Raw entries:
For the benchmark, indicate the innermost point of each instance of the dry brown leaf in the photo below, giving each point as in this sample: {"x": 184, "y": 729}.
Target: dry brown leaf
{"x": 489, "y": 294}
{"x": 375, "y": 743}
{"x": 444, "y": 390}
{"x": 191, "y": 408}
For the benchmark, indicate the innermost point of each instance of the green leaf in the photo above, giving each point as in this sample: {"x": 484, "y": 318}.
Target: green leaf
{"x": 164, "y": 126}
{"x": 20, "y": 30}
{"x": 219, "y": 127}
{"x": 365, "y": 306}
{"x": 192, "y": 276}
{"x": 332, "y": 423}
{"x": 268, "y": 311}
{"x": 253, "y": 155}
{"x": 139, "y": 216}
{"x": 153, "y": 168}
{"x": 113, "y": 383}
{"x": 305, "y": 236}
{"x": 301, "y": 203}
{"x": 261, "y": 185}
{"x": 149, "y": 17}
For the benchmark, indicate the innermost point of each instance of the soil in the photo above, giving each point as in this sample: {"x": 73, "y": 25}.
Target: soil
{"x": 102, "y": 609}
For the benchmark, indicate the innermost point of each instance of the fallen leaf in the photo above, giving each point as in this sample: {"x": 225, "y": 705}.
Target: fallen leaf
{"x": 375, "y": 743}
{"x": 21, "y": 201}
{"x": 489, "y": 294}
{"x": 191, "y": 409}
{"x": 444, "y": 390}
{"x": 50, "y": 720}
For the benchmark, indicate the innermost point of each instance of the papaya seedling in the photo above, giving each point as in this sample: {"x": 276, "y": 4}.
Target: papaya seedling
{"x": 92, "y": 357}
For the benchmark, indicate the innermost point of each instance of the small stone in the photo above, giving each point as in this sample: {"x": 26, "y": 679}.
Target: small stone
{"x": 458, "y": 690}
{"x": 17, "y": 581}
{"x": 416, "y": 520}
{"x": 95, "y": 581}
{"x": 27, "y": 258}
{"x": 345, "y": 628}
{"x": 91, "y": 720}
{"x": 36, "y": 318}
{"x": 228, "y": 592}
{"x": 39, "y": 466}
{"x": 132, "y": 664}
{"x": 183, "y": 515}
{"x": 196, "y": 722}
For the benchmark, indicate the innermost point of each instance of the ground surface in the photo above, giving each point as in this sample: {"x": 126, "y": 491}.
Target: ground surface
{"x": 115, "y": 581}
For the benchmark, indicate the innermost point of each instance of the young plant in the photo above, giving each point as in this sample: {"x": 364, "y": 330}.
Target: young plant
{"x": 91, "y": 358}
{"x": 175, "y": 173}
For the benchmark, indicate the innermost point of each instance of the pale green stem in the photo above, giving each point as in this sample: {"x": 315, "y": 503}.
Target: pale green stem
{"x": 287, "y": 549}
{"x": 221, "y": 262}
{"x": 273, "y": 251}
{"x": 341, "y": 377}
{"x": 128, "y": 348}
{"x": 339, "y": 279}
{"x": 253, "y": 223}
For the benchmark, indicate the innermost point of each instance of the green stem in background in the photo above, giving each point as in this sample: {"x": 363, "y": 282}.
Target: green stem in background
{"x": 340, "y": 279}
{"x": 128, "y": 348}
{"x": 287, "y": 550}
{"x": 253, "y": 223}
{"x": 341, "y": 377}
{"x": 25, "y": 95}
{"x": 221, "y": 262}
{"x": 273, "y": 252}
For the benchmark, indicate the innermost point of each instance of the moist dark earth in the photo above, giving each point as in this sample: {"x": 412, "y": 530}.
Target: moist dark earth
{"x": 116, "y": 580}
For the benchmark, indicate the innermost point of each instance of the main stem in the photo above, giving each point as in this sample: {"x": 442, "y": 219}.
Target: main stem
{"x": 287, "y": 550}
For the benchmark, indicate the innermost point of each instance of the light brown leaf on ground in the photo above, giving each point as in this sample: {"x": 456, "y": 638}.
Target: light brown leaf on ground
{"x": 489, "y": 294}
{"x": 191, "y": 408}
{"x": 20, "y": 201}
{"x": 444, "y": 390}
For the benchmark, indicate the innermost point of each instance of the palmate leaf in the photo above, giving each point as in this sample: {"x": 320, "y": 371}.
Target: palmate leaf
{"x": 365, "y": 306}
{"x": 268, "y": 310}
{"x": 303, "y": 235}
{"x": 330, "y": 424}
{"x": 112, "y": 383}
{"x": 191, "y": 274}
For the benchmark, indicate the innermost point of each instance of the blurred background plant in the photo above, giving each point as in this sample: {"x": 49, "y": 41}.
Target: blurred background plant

▶ [SET EXERCISE] Copy out every line from the one holding "of the palmate" through the end of the entries, inclusive, multiplying each x and y coordinate given as an answer by 2.3 and rounding to whole numbers, with halves rounded up. Keep all other lines unchanged, including the sample coordinates in the wording.

▶ [SOLUTION TO THE EXERCISE]
For the benchmark, indicate the innermost point of each instance of the palmate leaf in the photo above, giving each point as in this sample: {"x": 320, "y": 371}.
Target: palmate leaf
{"x": 840, "y": 704}
{"x": 616, "y": 713}
{"x": 697, "y": 541}
{"x": 759, "y": 975}
{"x": 258, "y": 881}
{"x": 439, "y": 630}
For the benchmark, indicate the innermost point of each instance of the blurred background plant in the photo above, giving each point as in this sample: {"x": 49, "y": 41}.
Target: blurred background plant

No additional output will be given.